* Text excerpt:
===============

That One Important Thing
One of the most remarkable and lifesaving devices of this century is the Automated External Defibrillator or AED. Lawmakers see the importance of this device and have come to make laws instituting the device in schools, public places, and even homes with high-risk individuals.
Sudden Cardiac Arrest (SCA) is still the number one natural killer in the U.S. It is the most common reason for using an AED, the device that first-response vehicles like ambulances, police cars, and firetrucks should have. Emergencies can bring up other emergencies, like stroke or seizure during a fire, and it should be a known fact.
Ventricular fibrillation is the rapid and unsynchronized heart rhythm that starts from the heart’s lower pumping chambers, or the ventricles. It is one of the main causes of SCA and can easily be treated by an AED.
The AED has an onboard computer that checks the rhythm of a person’s heartbeat, via two pads with sensors attached to them. The pads pass the information almost instantaneously to the AED’s built-in computer.
Once the computer finishes scanning the heart, it would tell the operator if the shock merits a green light. The shock is delivered via the two pads attached to the AED. The pads have sensors attached to each to check the heart for beat and rhythm irregularities.
An AED can be mixed with common Cardiopulmonary Resuscitation or CPR techniques, such as mouth-to-mouth resuscitation and chest compressions. They are effective methods to lessen the stress and time an AED will be used. This becomes useful when the AED might arrive late to the scene, or if there is already an existing one in the area of the incident but no one knows how to use it.

===============

* Information provided:
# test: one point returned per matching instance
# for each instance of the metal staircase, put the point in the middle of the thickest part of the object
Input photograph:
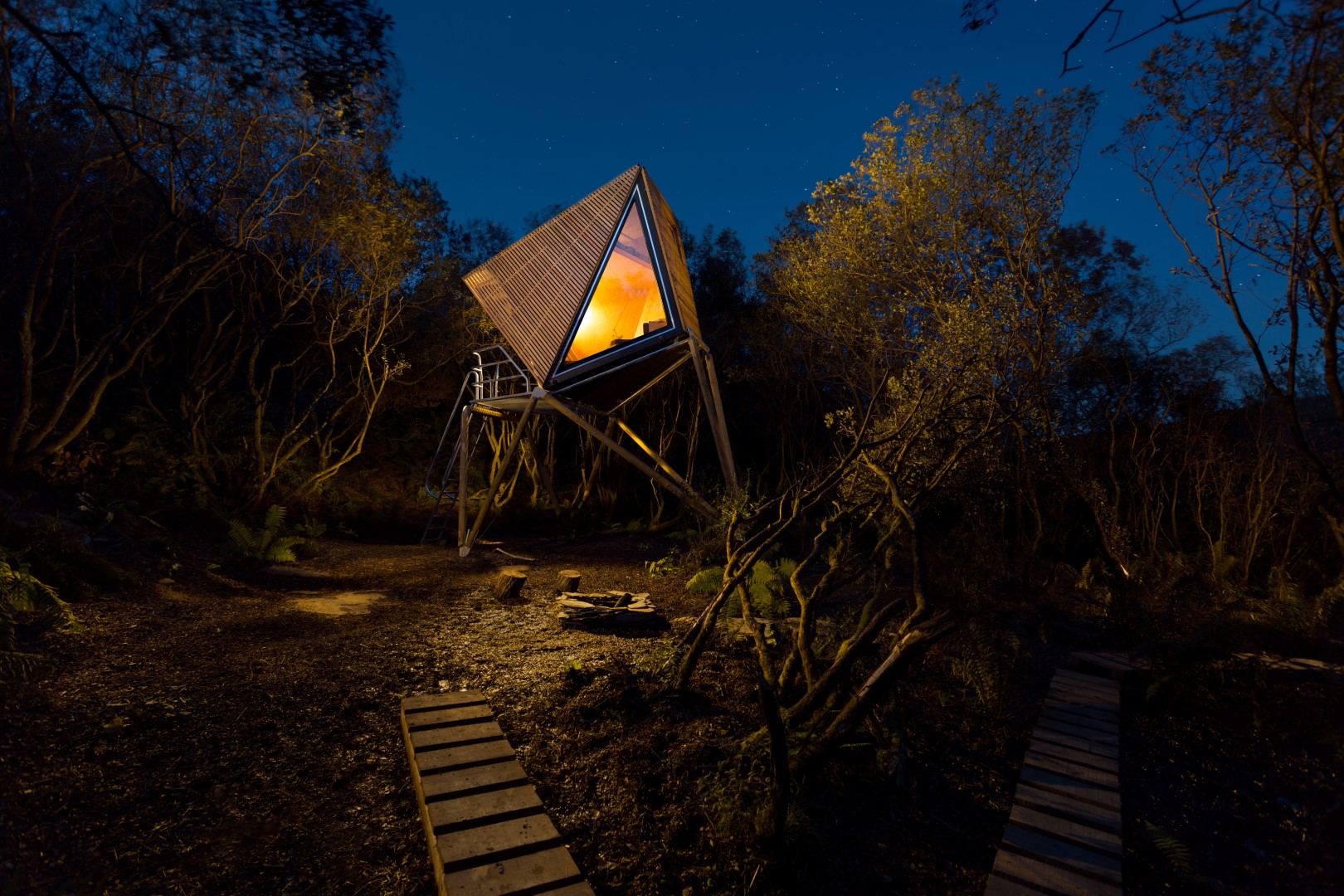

===============

* Exercises to complete:
A. Decide whether each statement agrees with the AED article, answering yes or no and quoting the deciding words: (i) Sudden Cardiac Arrest is called the number one natural killer in the U.S.; (ii) ventricular fibrillation starts in the heart's upper chambers; (iii) the pads pass information to the AED's built-in computer almost instantaneously.
B. Write out the stretch of the AED article from "That One Important" through "with high-risk individuals.".
C. Write what comes next in the AED article, picking up after its final sentence.
The data come from a different source than the AED article.

* Solved problems:
A.
(i) Yes: "Sudden Cardiac Arrest (SCA) is still the number one natural killer in the U.S."
(ii) No: "starts from the heart’s lower pumping chambers, or the ventricles"
(iii) Yes: "The pads pass the information almost instantaneously to the AED’s built-in computer."

B.
That One Important Thing
One of the most remarkable and lifesaving devices of this century is the Automated External Defibrillator or AED. Lawmakers see the importance of this device and have come to make laws instituting the device in schools, public places, and even homes with high-risk individuals.

C.
CPR is sometimes not enough for certain situations. Sometimes one would just continue compressing without knowing how much should actually be applied. It would be a waste of time, especially for the patient who might already be slipping away.
There are affordable but competitive units available, especially for those who practice resuscitation for a living. One can get his or her hands on a unit easily nowadays.
Recently, a certain Denise Henning of Kansas City, Texas, was elevated to the title of hometown hero after saving an umpire, who collapsed in a baseball park in Liberty, Kansas, where no similar devices were in place. She will also be Red Cross’ Hero of the Year after her efforts in saving another person’s life.
Henning said there are no AED’s found the ball park, a sad reality which prompted her to form a foundation in order to avoid untoward things like that from ever happening. They have raised funds good for three years in ensuring more AED’s are in place in public places around Kansas City.
They were able to save the life of a person and proved to a lot of people that the AED is the only effective treatment in restoring the regular heart rhythm during an episode of SCA. Preparedness is important.